Kutipan Teks:
Ketebetulan jadwal dia sibuk. Oleh karena itu kami berharap dia juga
bisa. Beruntung guru besar di kampusku ini bersedia hadir.
Keesokan
harinya aku memberikan surat sidang beserta satu bundel skripsi untuk
dibaca dosen pembimbing. Sebelum sore sudah selesai. Malamnya aku
pergi ke kosan Hilman untuk persiapan besok. Ilham salah satu
sahabatku bersedia menjadi pelaksana acara sidang beserta pacar
Hilman. Besok aku harus datang pagi. “Pokoknya lu besok santai
saja,” kata Ilham
Jam
tujuh pagi aku sudah berangkat dari rumah. Ini tidak seperti
biasanya. Aku seperti anak semester baru lagi. Setibanya di kosan,
hujan turun dengan lebat. Tuhan sungguh memberikan kemudahan saat aku
sidang. Jika saja aku datang telat, mungkin aku sudah hujan-hujanan.

Petunjuk:
1 – Terjemahkan kalimat "Tuhan sungguh memberikan kemudahan saat aku sidang." dari kisah sidang skripsi ke dalam bahasa Inggris.
2 – Menurut kisah sidang skripsi, pukul berapa pencerita berangkat dari rumah pada hari sidang?
3 – Sambung kisah sidang skripsi itu mulai dari kalimat sesudah kalimat terakhirnya.
Butir-butir data tidak dipakai untuk mengerjakan tugas apa pun.

Data yang Disediakan:
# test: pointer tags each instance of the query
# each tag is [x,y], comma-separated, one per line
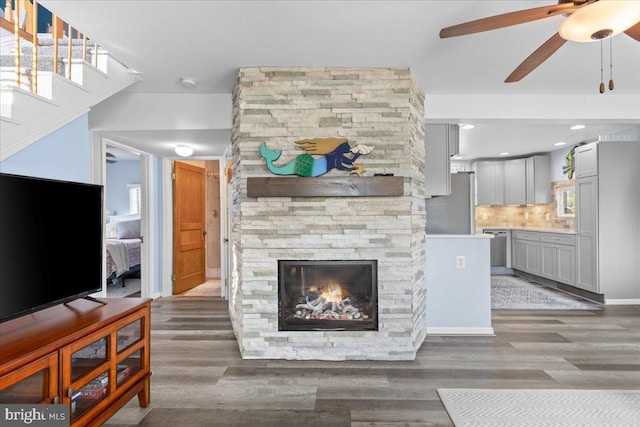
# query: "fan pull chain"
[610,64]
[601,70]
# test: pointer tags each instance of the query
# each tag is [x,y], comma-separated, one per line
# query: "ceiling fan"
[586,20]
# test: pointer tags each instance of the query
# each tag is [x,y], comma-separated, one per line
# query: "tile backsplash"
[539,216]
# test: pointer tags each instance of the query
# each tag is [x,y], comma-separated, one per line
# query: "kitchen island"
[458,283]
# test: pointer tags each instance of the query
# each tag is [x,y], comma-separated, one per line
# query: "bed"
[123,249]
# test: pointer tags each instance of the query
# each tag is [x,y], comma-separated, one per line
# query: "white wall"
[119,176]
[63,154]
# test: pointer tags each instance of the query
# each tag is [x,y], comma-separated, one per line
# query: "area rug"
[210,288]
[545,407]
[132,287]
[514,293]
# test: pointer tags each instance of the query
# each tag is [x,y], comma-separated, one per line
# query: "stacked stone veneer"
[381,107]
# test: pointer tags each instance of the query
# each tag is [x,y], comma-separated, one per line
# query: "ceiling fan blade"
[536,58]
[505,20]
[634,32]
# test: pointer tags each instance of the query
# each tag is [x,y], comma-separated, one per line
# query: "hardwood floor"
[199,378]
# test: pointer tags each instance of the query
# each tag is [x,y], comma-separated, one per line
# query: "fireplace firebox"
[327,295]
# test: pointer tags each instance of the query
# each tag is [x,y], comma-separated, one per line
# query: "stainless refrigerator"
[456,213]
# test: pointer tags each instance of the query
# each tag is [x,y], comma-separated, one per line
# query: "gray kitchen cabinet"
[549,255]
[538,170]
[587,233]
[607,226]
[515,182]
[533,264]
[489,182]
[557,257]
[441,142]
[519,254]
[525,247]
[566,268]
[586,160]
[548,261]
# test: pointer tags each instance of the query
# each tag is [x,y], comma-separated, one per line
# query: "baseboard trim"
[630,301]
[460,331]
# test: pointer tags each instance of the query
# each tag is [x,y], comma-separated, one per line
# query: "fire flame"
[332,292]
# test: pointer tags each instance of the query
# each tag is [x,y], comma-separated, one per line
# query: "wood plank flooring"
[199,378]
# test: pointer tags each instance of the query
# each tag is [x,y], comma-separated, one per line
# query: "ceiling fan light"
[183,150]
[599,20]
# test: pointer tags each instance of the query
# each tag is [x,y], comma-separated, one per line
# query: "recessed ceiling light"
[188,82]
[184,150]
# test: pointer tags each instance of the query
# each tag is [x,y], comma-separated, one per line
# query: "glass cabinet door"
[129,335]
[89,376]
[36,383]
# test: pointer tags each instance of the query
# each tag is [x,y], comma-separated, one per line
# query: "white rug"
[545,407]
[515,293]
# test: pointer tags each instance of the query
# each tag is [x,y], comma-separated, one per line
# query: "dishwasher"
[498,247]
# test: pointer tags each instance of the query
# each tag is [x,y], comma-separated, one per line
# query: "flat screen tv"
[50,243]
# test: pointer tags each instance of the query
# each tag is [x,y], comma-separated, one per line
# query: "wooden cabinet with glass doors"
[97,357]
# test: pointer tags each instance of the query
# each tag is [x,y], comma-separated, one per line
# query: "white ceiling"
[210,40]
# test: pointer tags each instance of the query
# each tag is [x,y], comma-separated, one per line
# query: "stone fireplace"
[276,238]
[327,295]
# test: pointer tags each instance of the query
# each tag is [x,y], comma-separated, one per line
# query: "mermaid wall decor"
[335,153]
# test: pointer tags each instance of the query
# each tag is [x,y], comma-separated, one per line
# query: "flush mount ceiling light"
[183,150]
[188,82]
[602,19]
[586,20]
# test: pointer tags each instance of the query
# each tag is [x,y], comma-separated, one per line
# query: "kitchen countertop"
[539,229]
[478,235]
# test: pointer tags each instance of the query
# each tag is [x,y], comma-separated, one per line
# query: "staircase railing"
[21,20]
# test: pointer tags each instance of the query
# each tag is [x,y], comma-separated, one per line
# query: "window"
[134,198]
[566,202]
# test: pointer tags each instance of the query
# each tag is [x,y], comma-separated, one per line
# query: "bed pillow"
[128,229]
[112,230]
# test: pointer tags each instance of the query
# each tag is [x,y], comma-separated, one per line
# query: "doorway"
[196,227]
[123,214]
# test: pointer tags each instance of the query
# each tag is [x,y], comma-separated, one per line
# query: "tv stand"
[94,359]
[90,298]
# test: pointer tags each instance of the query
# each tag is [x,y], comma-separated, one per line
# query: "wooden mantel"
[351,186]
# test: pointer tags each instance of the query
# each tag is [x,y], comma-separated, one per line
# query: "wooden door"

Jawaban Tugas:
1 – God truly made things easy for me during my defense.

2 – Pukul tujuh pagi.

3 –
Kekhawatiran
muncul pada Ilham si ketua pelaksana. Aku takut dia masih tidur atau
tertunda karena hujan. Aku terharu melihat dia hujan-hujanan
mempersiapkan makanan untuk sidang. Sedangkan aku di kosan hanya
santai sambil menonton anime setelah itu bermain gitar. Sebenarnya
aku melakukan itu untuk menghilangkan ketegangan.
Karena
memang tidak ada persiapan lebih, aku sengaja tidak mengundang
teman-teman saat sidang. Tapi entah kenapa yang datang saat itu
lumayan banyak. Terutama dari teman kelas. Untuk gosip seputar sidang
memang mudah menyebar dengan cepat. Bahkan salah satu teman yang
sudah jadi wartawan menyempatkan diri untuk datang.
Sidang
berjalan dengan lancar walaupun aku banyak mendapatkan revisi. Terima
kasih teman yang sudah datang walaupun tidak diundang terutama untuk
Ilham Adiansyah yang sangat aku repotkan ketika itu. Semoga kau cepat
menyusul kami.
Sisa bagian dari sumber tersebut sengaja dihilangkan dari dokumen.